What you will do → Working line by line, output the entries below exactly as they appear.
(Provided data begins)
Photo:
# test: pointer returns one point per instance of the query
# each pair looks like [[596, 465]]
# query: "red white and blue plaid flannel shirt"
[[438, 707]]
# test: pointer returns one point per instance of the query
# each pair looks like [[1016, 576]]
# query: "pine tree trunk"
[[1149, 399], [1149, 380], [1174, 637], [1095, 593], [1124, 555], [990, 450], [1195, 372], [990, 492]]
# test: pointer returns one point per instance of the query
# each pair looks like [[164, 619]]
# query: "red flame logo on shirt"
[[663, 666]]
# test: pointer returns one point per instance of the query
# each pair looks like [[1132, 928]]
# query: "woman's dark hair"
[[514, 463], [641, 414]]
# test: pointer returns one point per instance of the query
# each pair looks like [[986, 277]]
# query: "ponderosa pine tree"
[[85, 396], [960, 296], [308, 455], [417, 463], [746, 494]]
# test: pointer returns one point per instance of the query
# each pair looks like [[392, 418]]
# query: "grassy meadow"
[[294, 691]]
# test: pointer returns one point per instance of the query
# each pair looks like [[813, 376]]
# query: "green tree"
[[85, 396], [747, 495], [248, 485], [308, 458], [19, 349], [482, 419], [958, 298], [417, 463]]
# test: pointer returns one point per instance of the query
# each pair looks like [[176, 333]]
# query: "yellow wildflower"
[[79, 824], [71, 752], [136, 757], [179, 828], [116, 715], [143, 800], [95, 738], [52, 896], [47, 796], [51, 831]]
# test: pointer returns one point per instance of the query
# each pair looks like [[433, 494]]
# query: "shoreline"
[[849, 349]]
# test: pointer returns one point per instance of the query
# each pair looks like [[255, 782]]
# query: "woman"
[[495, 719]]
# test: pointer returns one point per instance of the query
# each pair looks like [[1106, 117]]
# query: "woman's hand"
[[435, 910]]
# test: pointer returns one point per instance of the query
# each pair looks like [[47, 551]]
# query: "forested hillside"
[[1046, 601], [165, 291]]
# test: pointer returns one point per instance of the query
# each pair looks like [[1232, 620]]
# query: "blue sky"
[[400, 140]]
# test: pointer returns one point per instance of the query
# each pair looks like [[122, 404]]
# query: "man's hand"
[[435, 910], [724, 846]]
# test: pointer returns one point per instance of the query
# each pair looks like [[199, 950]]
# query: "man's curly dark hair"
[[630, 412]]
(Provided data ends)
Answer space →
Photo:
# test: pointer returns one point per instance of the query
# each pair looks like [[596, 465]]
# query: "red white and blue plaid flannel shirt"
[[438, 707]]
# test: pointer returns one point per instance of the query
# each pair looks like [[1016, 576]]
# query: "pine tree trunk"
[[1149, 399], [1149, 380], [1174, 637], [1095, 593], [1124, 555], [990, 450], [1195, 372], [990, 492]]
# test: pointer returns one point per instance of the query
# each pair looks like [[164, 619]]
# query: "red flame logo on shirt"
[[663, 666]]
# test: pointer returns one point per instance of the query
# each pair looks like [[1132, 928]]
# query: "woman's dark hair"
[[514, 463], [641, 414]]
# test: pointer returns one point per instance of the query
# each pair looks like [[986, 277]]
# query: "ponderosa pine tree"
[[85, 396], [960, 296], [308, 455], [417, 463], [746, 494]]
# test: pointer returns one point per instance of the query
# each pair looks like [[392, 418]]
# query: "grassy meadow"
[[294, 691]]
# test: pointer returns one point per instance of the query
# each pair looks like [[813, 376]]
# query: "green tree"
[[85, 396], [747, 495], [248, 485], [308, 458], [19, 349], [482, 419], [958, 298], [417, 463]]
# test: pointer returns one point per instance of the query
# each pair looks like [[176, 333]]
# query: "yellow wildflower"
[[79, 824], [71, 752], [136, 757], [179, 828], [116, 715], [143, 800], [95, 738], [52, 896], [47, 796], [51, 831]]
# test: pointer returns one point per instance of the query
# each pair looks like [[433, 494]]
# query: "shoreline"
[[849, 349]]
# test: pointer returns one point per instance of the query
# each pair looks like [[255, 782]]
# query: "woman"
[[495, 719]]
# test: pointer returns one point per instance of the query
# each pair looks like [[1106, 117]]
# query: "woman's hand"
[[435, 910]]
# test: pointer returns one point per instance of the query
# each pair looks like [[47, 551]]
# query: "forested hillside"
[[1046, 601], [165, 291]]
# test: pointer returns one point per instance of the query
# each pair looks like [[1232, 620]]
# query: "blue sky"
[[400, 140]]
# test: pointer returns one point per instance of the query
# each pair looks like [[122, 404]]
# query: "man's hand"
[[435, 910], [724, 846]]
# test: pointer returns one point per instance of the query
# each pair looks like [[199, 950]]
# query: "man's curly dark hair"
[[630, 412]]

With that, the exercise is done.